◆ **Excerpt provided**:
:::

What will it take for a postmerger
airline to succeed? We asked Tom
Kochan, a professor of management
at the MIT Sloan School of Management.
Mr. Kochan has researched
the industry for a decade and has
co-written a book due out in the fall,
entitled “Up in the Air: How Can Airlines
Compete by Engaging Their
Workforce?” He spoke with Michael
Hopkins, the editor in chief of MIT
Sloan Management Review, for the
Business Insight Journal Report.
BUSINESS INSIGHT: For now, the Continental-United deal has been
shelved, but Delta and Northwest
are still seeking to merge. Do you
think that’s a good idea?
MR. KOCHAN: Consolidation…is inevitable,
but unless Delta and Northwest
begin to address the differences
in their cultures and approaches
to labor relations, this is
a merger destined to fail.
BUSINESS INSIGHT: Why wouldn’t
they manage those differences?
MR. KOCHAN: My experience is that
the managers always say, “We’ll get
to those issues in due time. But
first we’ve got all these financial issues
around the merger, and we’ve
got to get our [route] networks in
order. Then we’ll get to employee
relations.” The reality is they never
get to them, and even when they
do, by that time it’s too late.
BUSINESS INSIGHT: Why are employee
relations and culture so important?
MR. KOCHAN: As our airline research
has shown, a high level of engagement
and a good labor-relations system
are the keys to increasing productivity
and service quality. And
productivity leads to profitability.
In the airline industry, productivity
requires two things from the
work force. First, it requires that
workers use their discretionary effort
to solve problems for us as passengers,
which means they must be
motivated and authorized to do so
on the front lines. Second, it requires
labor peace: no prolonged
conflict over new contracts, no
slowdowns, sickouts or stoppages.
In so cost-driven an industry,
productivity is all. With employees,
there’s a virtuous cycle and a disastrous
cycle that airlines can follow,
and the only question is which one
are they going to choose.
BUSINESS INSIGHT: Looks like the cycle
has been disastrous for a while:
Your research shows losses of
100,000 jobs and $30 billion for
U.S. airlines from 2001 to 2005. You
write about the need for employees
to have good jobs, good wages and
successful partnerships with their
companies, but how can that happen
when it appears there’s no
room for gains, only for cuts?
MR. KOCHAN: The deep cuts in jobs
and wages have been made. You
can’t really go any lower without
expecting to lose too much human
capital. Over time, I believe that as
the industry recovers, as it begins
to get its capacity close to the level
of demand, begins to raise a bit
more revenue, and begins to engage
employees and rebuild trust, then
you can design a compensation system
that says, “As we improve, so
too will rewards for employees.”
BUSINESS INSIGHT: Are any airlines
getting this right?
MR. KOCHAN: Several. The premier
example—the one that people always
turn to—is Southwest Airlines,
which happens to be the most
highly unionized airline in the industry.
Southwest gets to low cost by
emphasizing improved productivity
through loyalty on the part of employees,
who stay a long time and
operate a system that maximizes
employee ideas and discretion for
solving problems and achieving financial
objectives. It has had 25
years of successful financial performance
and good labor relations.
But there are other examples. Continental
Airlines is one.

:::

◆ **Data provided**:
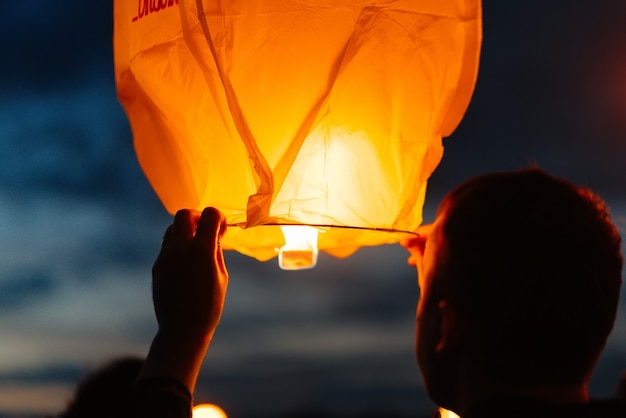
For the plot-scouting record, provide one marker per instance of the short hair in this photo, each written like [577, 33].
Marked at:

:::

◆ **Set tasks**:
a - In the interview on airline mergers, which airline is called the most highly unionized in the industry?
b - Translate this sentence from the interview on airline mergers into Spanish: "In so cost-driven an industry, productivity is all."
c - Write out the passage of the interview on airline mergers from "BUSINESS INSIGHT: For" to "destined to fail.".

◆ **Results for the exercise**:
a - Southwest Airlines

b - En una industria tan impulsada por los costos, la productividad lo es todo.

c -
BUSINESS INSIGHT: For now, the Continental-United deal has been
shelved, but Delta and Northwest
are still seeking to merge. Do you
think that’s a good idea?
MR. KOCHAN: Consolidation…is inevitable,
but unless Delta and Northwest
begin to address the differences
in their cultures and approaches
to labor relations, this is
a merger destined to fail.